** Problem **
The excerpt below covers selling jewelry through stores and galleries. According to it, in what two ways may these venues sell a designer's jewelry?

** Excerpt **
• • • • • • •
The more successful designer takes the time to explore how an audience is engaged with the piece. The designer learns insights in how any piece of jewelry evokes emotions and resonates with others. The designer is very sensitive to the experience people have at the point of purchase or gifting. Finish and presentation are very important. Acquiring jewelry is special and unique a process. Jewelry is not something we must have to meet some innate need; rather, it is something we desire because it stirs something in us.

Approaching Stores and Galleries

Although some jewelry designers may feel uneasy mixing art with business, for most it is a necessity. You do not have to sacrifice wonder for reality. Most designers sell their pieces, so recognizing the things about coordinating art with business become very important.

Typically small stores and boutiques, websites and online sales platforms, and galleries will sell your jewelry, either outright, or on consignment. Their goal is to turn a profit, and they are at greater risk than the artist. It is the venue that displays, promotes, prices, trains employees to talk about your jewelry to customers, and keeps the pieces clean. Available selling-space is always limited. When your jewelry takes up space in these venues, it is an opportunity cost to the business — they lose the opportunity to carry someone else’s work which might be more appropriate to the setting, or might sell better.

There are different types of stores, websites and galleries. Each satisfies a different market niche for jewelry. Each has a different level of understanding about what jewelry really is, and all the choices the jewelry designer has made to design and create each piece.

When approaching stores or galleries to display and sell your pieces, it is critical that the artist understand how these venues function, who their audiences are, and what the attendant risks to them are, should they decide to exhibit and/or sell your pieces.

The first step is to be your authentic, passionate self. Your jewelry will not speak for itself. So, in spite of any feelings of vulnerability you might have when approaching stores and galleries, you will need to talk about yourself and your jewelry. You do not want to feel “salesy” when speaking with business or gallery owners and representatives. You do not want to feel pushy. Or desperate. But you want them to get to Yes.

You speak to them on their terms. They want to know the real you. What excites you. The history behind the design choices you make. Your understanding of yourself as an artist, and your understanding of your virtual client, her desires, wants and motivations. How do you connect to your audience through your jewelry?

o Who are your best customers likely to be?
 o How would you describe them: demographics, shopping behaviors, wants and desires?
 o Why are they attracted to your work?
 o How and where do they find out about you and your work?
 o What is your Getting Started story?
 o How would you go about persuading someone to buy a piece of jewelry you made — what’s in it for them? How does it connect with them emotionally? How would it make their lives better?

Do some research ahead of time. The internet has a wealth of information you can pull up. Before you meet with them, get an understanding of the types of jewelry artists and their materials they carry in their venues. These venues are always on the lookout for new talent. They are most likely to say Yes to a jewelry designer whose style and materials fit in, but do not duplicate, what they already are showing.
• • • • • • •
** Provided material **

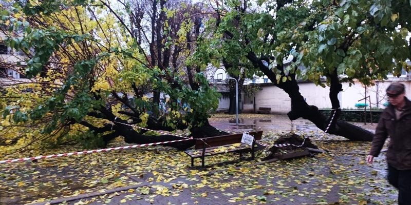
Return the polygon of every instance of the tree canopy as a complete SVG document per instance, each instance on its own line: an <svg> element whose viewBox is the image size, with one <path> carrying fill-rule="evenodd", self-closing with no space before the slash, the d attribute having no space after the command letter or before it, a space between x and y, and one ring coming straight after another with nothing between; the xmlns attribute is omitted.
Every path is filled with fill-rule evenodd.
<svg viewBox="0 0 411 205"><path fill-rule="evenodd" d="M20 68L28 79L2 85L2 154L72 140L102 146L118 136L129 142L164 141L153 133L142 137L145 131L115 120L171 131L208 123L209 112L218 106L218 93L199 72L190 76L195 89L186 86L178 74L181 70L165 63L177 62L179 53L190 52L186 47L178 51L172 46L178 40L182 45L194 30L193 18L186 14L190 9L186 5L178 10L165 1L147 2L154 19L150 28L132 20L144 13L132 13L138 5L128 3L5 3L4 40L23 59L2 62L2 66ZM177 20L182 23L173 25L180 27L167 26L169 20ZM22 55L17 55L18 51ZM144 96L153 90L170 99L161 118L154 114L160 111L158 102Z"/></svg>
• • • • • • •
** Output below **
Either outright or on consignment.